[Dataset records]
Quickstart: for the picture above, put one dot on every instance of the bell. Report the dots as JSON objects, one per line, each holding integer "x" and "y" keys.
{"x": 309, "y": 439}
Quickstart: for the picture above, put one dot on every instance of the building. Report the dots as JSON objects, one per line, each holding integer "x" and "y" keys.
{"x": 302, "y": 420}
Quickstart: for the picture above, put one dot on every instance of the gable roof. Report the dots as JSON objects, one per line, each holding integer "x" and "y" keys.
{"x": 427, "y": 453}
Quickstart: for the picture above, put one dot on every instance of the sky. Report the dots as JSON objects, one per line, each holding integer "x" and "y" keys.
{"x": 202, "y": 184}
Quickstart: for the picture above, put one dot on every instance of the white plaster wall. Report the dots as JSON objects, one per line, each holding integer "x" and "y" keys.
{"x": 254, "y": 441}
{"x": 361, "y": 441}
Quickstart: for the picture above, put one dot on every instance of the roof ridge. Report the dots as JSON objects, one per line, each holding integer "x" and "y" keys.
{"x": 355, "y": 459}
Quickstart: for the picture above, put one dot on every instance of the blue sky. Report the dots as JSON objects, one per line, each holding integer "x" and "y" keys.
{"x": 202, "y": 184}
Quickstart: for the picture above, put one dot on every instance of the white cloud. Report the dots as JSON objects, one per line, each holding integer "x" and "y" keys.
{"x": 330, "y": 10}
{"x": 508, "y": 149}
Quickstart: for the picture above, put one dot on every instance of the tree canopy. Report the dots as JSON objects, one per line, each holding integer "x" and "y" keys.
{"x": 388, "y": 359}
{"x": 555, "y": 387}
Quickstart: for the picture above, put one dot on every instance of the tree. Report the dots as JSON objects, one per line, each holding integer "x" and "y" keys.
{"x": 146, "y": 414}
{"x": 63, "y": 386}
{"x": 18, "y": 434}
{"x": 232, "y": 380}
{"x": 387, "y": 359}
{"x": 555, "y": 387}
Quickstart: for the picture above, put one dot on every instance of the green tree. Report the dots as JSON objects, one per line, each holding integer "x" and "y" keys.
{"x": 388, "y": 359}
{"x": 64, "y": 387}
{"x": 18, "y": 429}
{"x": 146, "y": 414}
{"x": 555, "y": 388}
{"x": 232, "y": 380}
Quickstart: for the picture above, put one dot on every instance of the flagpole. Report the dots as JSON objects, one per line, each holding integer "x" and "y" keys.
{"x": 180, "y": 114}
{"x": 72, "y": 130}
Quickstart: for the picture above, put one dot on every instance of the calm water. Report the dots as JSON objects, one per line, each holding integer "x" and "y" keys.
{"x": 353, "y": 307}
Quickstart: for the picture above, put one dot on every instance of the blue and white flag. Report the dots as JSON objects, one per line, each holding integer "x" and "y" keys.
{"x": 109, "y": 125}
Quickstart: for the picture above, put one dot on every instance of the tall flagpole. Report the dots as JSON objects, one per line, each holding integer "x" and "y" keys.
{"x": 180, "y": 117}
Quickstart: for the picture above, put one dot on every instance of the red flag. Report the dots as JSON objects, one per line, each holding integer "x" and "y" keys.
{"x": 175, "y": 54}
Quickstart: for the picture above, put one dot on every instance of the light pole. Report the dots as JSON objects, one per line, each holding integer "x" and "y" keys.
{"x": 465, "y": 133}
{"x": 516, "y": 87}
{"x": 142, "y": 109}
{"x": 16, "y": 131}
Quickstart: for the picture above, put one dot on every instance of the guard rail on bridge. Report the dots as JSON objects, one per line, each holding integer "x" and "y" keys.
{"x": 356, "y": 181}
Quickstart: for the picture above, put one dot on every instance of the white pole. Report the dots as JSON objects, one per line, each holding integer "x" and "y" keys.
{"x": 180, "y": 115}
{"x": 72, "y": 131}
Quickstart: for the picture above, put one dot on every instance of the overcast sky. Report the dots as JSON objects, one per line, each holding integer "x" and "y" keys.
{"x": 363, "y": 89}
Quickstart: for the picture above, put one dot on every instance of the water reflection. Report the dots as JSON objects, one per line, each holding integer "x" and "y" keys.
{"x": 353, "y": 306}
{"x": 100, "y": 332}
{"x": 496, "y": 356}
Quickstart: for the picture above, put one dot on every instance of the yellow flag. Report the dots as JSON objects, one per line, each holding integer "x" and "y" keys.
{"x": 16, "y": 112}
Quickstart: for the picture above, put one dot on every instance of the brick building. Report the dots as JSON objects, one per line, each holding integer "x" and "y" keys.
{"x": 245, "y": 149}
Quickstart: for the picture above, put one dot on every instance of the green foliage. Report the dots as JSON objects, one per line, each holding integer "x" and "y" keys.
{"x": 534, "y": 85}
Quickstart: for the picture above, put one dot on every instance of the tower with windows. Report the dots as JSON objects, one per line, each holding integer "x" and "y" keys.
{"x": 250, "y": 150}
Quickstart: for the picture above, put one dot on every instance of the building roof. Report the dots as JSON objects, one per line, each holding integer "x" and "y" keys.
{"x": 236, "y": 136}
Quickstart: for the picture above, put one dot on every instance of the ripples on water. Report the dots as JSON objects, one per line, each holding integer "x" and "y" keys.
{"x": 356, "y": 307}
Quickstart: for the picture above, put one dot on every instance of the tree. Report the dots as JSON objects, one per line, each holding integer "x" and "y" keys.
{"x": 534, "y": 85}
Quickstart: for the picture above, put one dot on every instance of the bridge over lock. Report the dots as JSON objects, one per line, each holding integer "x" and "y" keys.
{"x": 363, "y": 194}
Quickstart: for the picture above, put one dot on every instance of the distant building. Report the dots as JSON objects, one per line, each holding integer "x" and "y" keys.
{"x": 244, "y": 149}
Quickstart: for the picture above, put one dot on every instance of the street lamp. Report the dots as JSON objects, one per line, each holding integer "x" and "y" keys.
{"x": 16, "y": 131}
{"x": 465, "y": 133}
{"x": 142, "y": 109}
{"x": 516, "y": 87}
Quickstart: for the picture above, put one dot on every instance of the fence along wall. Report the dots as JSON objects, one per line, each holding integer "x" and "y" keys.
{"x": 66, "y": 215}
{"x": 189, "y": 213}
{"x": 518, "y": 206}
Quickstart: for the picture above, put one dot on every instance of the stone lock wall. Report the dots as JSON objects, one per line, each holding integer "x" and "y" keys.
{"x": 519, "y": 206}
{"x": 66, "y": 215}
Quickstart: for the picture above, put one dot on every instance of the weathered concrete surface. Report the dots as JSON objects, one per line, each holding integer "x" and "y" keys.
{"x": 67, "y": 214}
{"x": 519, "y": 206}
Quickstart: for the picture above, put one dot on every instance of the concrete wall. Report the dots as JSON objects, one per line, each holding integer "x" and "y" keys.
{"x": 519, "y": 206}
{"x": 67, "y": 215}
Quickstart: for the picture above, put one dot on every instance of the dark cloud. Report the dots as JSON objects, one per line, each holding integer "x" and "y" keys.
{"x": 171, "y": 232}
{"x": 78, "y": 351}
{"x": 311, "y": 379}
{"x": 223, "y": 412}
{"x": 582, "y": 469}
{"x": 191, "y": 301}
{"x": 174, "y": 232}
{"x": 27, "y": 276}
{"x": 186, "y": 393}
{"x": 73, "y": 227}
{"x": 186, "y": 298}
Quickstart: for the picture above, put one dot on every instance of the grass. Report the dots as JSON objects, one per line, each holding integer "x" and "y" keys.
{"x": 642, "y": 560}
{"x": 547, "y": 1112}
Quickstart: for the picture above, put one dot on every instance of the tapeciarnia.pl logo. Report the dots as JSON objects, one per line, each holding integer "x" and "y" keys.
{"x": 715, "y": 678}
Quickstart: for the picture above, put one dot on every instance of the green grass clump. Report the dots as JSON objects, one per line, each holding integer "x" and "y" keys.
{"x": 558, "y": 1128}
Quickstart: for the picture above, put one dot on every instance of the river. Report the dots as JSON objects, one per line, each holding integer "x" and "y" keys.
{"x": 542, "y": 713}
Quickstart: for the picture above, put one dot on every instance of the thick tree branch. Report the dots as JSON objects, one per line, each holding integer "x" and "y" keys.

# Your task:
Please quote exactly the lines from the one containing "of the dark" through the last line of the records above, both included, and nothing else.

# Worked solution:
Quickstart: for the picture above, put one dot on every instance of the dark cloud. Report the dots as JSON objects, one per line, each holding integer "x" and "y" keys.
{"x": 171, "y": 232}
{"x": 78, "y": 351}
{"x": 311, "y": 379}
{"x": 223, "y": 412}
{"x": 582, "y": 469}
{"x": 191, "y": 301}
{"x": 174, "y": 232}
{"x": 27, "y": 276}
{"x": 186, "y": 393}
{"x": 73, "y": 227}
{"x": 186, "y": 298}
Quickstart: for the picture above, put one dot on every instance of the grass. Report the dots as JSON objects, one per line, each holding integer "x" and "y" keys.
{"x": 642, "y": 560}
{"x": 547, "y": 1112}
Quickstart: for the picture above, put one dot on every instance of the tapeciarnia.pl logo. Report the dots as JSON objects, one per line, each holding integer "x" and "y" keys.
{"x": 715, "y": 678}
Quickstart: for the picture above, put one dot on every instance of the green grass clump. Report the dots as JSON objects, one per line, each holding integer "x" and "y" keys.
{"x": 558, "y": 1128}
Quickstart: for the picture above, put one dot on every instance of the river. Report the dots as JSON objects, one per line, each holding integer "x" and "y" keys.
{"x": 542, "y": 713}
Quickstart: for the picture above, put one dot on every instance of the thick tree branch. Report the dots as JSON objects, one per line, each holding integer "x" and "y" keys.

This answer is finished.